Copy out everything from the line containing "Practice task. Find the tree in" down to the end of the data, putting "boundary" in place of "outline" and leaving all else unchanged.
========================================================================
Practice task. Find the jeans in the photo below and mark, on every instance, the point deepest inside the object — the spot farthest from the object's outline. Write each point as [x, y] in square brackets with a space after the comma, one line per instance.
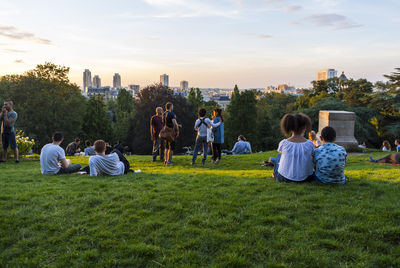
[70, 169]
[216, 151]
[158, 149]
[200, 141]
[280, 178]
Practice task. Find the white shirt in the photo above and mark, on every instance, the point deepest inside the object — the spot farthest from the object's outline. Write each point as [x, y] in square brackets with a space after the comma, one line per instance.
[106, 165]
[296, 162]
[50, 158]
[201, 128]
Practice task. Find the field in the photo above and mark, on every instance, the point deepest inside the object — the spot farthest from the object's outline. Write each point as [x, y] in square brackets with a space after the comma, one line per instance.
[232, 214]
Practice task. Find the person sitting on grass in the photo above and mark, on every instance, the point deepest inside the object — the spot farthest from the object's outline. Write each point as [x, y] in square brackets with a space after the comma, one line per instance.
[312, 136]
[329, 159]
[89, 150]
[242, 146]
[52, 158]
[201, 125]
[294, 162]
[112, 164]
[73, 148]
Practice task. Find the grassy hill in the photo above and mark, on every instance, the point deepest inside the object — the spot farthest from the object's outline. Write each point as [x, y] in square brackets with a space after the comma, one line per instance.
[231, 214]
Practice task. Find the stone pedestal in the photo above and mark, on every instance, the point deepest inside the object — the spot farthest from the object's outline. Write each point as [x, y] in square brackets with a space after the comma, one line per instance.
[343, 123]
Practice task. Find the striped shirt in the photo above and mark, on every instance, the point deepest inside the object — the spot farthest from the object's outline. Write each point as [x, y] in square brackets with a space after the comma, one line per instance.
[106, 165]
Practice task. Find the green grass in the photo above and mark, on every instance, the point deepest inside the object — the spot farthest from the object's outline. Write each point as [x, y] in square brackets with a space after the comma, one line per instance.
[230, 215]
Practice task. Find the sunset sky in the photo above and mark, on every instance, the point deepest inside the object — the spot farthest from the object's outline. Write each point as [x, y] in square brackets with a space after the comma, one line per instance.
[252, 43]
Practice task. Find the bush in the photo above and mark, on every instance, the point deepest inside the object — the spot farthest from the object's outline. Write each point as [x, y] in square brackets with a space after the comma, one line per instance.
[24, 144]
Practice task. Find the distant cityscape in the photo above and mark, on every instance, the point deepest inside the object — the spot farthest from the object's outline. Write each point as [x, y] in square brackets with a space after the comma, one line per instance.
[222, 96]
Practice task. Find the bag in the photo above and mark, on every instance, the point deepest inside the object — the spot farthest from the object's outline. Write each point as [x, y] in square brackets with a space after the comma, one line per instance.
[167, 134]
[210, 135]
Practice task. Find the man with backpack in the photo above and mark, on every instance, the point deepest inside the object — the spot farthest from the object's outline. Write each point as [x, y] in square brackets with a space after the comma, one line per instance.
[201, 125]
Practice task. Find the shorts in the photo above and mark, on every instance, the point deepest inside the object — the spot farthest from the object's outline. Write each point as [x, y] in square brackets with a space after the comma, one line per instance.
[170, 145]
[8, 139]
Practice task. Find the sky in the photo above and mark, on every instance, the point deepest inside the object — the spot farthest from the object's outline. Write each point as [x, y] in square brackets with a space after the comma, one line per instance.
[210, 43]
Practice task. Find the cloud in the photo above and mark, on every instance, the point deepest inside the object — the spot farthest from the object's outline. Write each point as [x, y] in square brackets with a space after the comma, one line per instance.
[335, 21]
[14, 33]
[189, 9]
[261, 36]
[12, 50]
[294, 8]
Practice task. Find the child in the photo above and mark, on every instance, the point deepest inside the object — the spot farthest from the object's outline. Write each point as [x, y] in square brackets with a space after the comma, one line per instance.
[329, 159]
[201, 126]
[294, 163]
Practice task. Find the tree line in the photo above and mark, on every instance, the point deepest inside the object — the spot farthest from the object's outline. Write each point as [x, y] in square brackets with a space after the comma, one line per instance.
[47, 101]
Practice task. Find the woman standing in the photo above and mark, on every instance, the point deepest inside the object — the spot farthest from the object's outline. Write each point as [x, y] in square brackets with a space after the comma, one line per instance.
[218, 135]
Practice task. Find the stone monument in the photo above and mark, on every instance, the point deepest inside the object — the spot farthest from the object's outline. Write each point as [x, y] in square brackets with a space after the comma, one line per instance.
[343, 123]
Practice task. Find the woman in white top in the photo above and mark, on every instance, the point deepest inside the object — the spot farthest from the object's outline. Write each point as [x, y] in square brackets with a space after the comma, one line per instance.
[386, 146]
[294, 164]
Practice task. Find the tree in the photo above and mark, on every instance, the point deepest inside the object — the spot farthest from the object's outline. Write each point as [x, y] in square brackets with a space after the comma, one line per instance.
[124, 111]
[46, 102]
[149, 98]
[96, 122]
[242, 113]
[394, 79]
========================================================================
# Complete response
Practice task. Find the tree in the photo above and mark, on every instance, the point deepest inside the object — the spot farthest from the object's boundary. Write each point as [x, y] in square brackets with a space after the comma, one line per instance.
[124, 111]
[46, 102]
[149, 98]
[96, 122]
[242, 113]
[394, 79]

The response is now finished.